| Goal |
Render all of the material below as a numbered list, one line per item, and leave out any blank lines.

| Listing |
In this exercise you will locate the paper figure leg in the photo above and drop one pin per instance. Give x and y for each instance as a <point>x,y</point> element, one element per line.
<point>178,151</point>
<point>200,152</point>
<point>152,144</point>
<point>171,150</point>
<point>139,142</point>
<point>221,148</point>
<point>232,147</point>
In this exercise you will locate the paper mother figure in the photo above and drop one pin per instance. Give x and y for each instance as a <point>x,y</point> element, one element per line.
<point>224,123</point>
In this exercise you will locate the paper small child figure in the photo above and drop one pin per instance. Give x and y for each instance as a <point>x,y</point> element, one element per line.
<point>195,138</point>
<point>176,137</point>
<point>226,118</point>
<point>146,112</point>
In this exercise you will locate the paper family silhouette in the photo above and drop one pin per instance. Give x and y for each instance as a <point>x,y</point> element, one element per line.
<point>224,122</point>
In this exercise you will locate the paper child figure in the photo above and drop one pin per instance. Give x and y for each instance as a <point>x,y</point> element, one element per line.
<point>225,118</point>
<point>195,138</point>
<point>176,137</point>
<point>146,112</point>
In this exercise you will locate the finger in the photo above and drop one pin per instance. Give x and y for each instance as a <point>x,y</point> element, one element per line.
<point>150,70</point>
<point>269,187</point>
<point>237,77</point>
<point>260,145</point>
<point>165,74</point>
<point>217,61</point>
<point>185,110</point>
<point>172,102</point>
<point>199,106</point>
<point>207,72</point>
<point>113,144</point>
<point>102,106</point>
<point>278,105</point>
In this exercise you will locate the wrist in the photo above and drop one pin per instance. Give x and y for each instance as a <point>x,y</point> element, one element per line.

| Worked answer |
1. In this exercise you will locate the paper figure leg in the photo above and drop one pin per instance. Give x and y for each instance as a <point>x,y</point> element, one element per line.
2. <point>178,151</point>
3. <point>200,152</point>
4. <point>152,144</point>
5. <point>171,150</point>
6. <point>139,142</point>
7. <point>221,148</point>
8. <point>232,147</point>
9. In this exercise you will locate the paper mother figure in the photo above and drop one pin per instance. Give x and y for each instance as a <point>x,y</point> element, one element per line.
10. <point>224,123</point>
11. In this exercise you will locate the paper small child figure in the photo above and drop one pin per instance. Give x and y for each instance as a <point>x,y</point> element, one element per line.
12. <point>195,138</point>
13. <point>176,137</point>
14. <point>226,118</point>
15. <point>146,112</point>
16. In this exercise you will locate the paper family silhouette in the photo above and drop one pin per instance. Give x and y for each instance as a <point>x,y</point> element, one element per line.
17. <point>224,122</point>
18. In this exercise you will locate the paper child figure in the photo above and drop one pin per instance. Give x and y for each instance as a <point>x,y</point> element, one element per line.
19. <point>225,118</point>
20. <point>195,138</point>
21. <point>176,137</point>
22. <point>146,112</point>
23. In this exercise you will locate the finger in the photo above and drop one pin per instance. Give x and y for each instance as a <point>x,y</point> element, one element per line.
24. <point>150,70</point>
25. <point>269,187</point>
26. <point>237,77</point>
27. <point>260,145</point>
28. <point>165,74</point>
29. <point>217,61</point>
30. <point>185,110</point>
31. <point>172,102</point>
32. <point>199,106</point>
33. <point>207,72</point>
34. <point>113,144</point>
35. <point>102,106</point>
36. <point>278,105</point>
37. In this exercise you will locate the wrist in the photo above and drop one pin per instance. Give x and y for each instance as a <point>x,y</point> element, one element per line.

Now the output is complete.